Entries from a dataset
══════════
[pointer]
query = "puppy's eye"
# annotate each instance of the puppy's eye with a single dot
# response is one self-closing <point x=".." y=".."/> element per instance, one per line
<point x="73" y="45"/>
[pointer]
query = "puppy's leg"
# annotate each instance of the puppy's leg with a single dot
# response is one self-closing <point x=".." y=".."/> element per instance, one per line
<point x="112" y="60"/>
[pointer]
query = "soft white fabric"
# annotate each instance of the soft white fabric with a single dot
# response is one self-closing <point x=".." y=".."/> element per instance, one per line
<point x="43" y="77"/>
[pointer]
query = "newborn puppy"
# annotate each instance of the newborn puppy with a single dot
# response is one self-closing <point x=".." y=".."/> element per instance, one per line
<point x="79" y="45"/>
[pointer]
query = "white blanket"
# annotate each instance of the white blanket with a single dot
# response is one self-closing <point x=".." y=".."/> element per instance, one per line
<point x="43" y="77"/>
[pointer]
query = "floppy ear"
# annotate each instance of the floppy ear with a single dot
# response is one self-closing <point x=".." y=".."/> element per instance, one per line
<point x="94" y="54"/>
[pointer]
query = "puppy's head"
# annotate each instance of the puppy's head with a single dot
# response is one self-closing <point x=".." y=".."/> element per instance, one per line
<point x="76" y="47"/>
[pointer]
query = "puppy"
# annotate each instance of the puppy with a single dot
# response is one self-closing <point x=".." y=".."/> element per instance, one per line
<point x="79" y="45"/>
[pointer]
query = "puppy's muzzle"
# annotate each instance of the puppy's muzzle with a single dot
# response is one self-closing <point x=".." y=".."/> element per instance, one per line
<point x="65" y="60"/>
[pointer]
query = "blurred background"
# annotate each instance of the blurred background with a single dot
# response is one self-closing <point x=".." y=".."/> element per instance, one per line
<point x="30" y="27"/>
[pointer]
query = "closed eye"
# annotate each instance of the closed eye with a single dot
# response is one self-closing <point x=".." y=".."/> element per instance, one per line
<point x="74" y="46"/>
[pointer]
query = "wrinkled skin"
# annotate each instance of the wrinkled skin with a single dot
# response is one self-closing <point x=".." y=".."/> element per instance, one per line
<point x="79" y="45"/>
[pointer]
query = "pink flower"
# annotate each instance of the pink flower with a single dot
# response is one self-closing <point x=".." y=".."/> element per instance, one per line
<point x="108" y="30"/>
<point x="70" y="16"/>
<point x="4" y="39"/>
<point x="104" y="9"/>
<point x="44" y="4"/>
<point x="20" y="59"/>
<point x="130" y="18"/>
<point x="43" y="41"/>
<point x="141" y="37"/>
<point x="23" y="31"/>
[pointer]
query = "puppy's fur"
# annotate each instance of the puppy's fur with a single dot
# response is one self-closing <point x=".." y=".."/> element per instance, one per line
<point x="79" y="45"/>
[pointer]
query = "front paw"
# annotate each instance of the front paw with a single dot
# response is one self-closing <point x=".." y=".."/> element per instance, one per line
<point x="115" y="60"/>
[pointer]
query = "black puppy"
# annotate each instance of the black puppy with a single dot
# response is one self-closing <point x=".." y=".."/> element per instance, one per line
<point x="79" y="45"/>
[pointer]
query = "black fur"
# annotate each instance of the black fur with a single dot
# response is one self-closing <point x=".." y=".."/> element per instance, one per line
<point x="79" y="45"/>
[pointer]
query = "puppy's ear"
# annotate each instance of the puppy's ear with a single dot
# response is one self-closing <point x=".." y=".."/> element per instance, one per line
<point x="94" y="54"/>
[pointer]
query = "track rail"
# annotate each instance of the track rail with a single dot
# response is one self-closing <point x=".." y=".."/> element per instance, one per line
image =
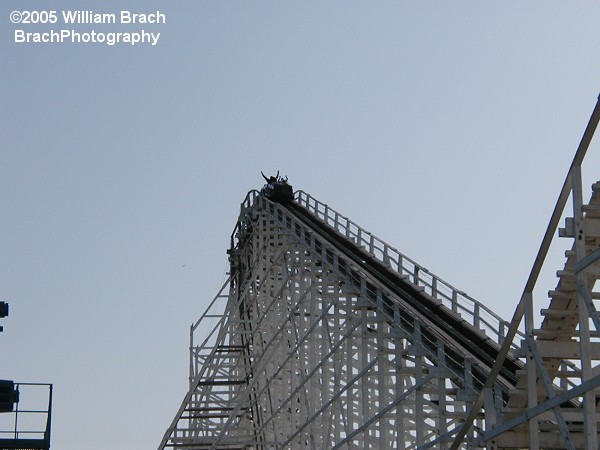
<point x="474" y="341"/>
══════════
### Written request
Give back each entry exactly as it appears, with no pictures.

### Correct answer
[pointer]
query = "puppy's eye"
# annotate each instance of the puppy's eye with a single dot
# response is one self-closing <point x=".." y=".."/> element per instance, one per line
<point x="73" y="45"/>
[pointer]
query = "puppy's leg"
# annotate each instance of the puppy's leg with a single dot
# response is one self-closing <point x=".." y=".."/> element per instance, one per line
<point x="112" y="60"/>
[pointer]
query = "soft white fabric"
# annotate each instance of the soft white fabric with a single dot
# response is one self-closing <point x=".." y=".."/> element per instance, one per line
<point x="43" y="77"/>
[pointer]
query = "newborn puppy"
# annotate each instance of the newborn puppy with a single dot
# response is one self-closing <point x=".." y=".."/> element per instance, one per line
<point x="79" y="45"/>
[pointer]
query = "white blanket"
# annotate each instance of the white blanket with a single dot
# response is one self-closing <point x=".." y=".."/> element per instance, one per line
<point x="43" y="77"/>
[pointer]
query = "floppy ear"
# annotate each instance of the floppy ear with a single dot
# response is one self-closing <point x=".." y=".."/> element per instance, one per line
<point x="94" y="54"/>
[pointer]
query = "puppy's head"
# annotate each instance of the puppy's head with a single dot
# response is one self-closing <point x=".." y=".."/> element per instance, one per line
<point x="76" y="47"/>
[pointer]
query = "puppy"
# annotate each instance of the puppy with a single dot
# response is one self-closing <point x=".." y=".."/> element per instance, one per line
<point x="79" y="45"/>
[pointer]
query = "puppy's muzzle"
# annotate each instance of the puppy's muzzle with a single dot
# response is one self-closing <point x=".." y=".."/> element per instance, one per line
<point x="65" y="60"/>
[pointer]
query = "blurred background"
# annotate each instance of the blurred background with a single dot
# response is one self-closing <point x=".." y=".."/> element per instance, one per line
<point x="30" y="27"/>
[pointer]
query = "closed eye"
# annotate each instance of the closed eye with a single dot
# response is one self-closing <point x=".." y=".."/> element per instance, one per line
<point x="74" y="46"/>
[pointer]
query = "wrinkled skin"
# annotate each instance of the wrinkled skin with a single dot
# response is one self-closing <point x=".." y=".."/> element per instance, one per line
<point x="79" y="45"/>
[pointer]
query = "pink flower"
# annotate each instance of the pink flower with a single dot
# response is one self-closing <point x=".." y=".."/> element per instance, one per line
<point x="108" y="30"/>
<point x="70" y="16"/>
<point x="4" y="39"/>
<point x="104" y="9"/>
<point x="44" y="4"/>
<point x="20" y="59"/>
<point x="130" y="18"/>
<point x="43" y="41"/>
<point x="141" y="37"/>
<point x="23" y="31"/>
[pointer]
query = "puppy's fur"
# annotate each instance of the puppy's fur with a single dot
# response is one self-closing <point x=".." y=".."/> element per instance, one per line
<point x="79" y="45"/>
[pointer]
query = "front paw"
# annotate each instance of the front paw with a single dot
# response is one self-closing <point x=".." y=".."/> element per instance, one per line
<point x="115" y="60"/>
[pointer]
query = "black puppy"
# annotate each instance of the black puppy with a single dot
# response is one self-closing <point x=".." y=".."/> element per instance, one per line
<point x="79" y="45"/>
[pointer]
query = "black fur"
# annotate each instance of the black fur with a single dot
# response is one self-closing <point x=".." y=".."/> element per instance, one per line
<point x="79" y="45"/>
[pointer]
query = "puppy's ear"
# annotate each instance of the puppy's ear with a single dot
# response is one self-closing <point x=".." y=".."/> element per instance, one per line
<point x="94" y="54"/>
[pointer]
query = "track rail"
# annotate each instance of the track rail with a single dot
# response is one self-closing <point x=".." y=".."/> element per instance, one per line
image =
<point x="474" y="341"/>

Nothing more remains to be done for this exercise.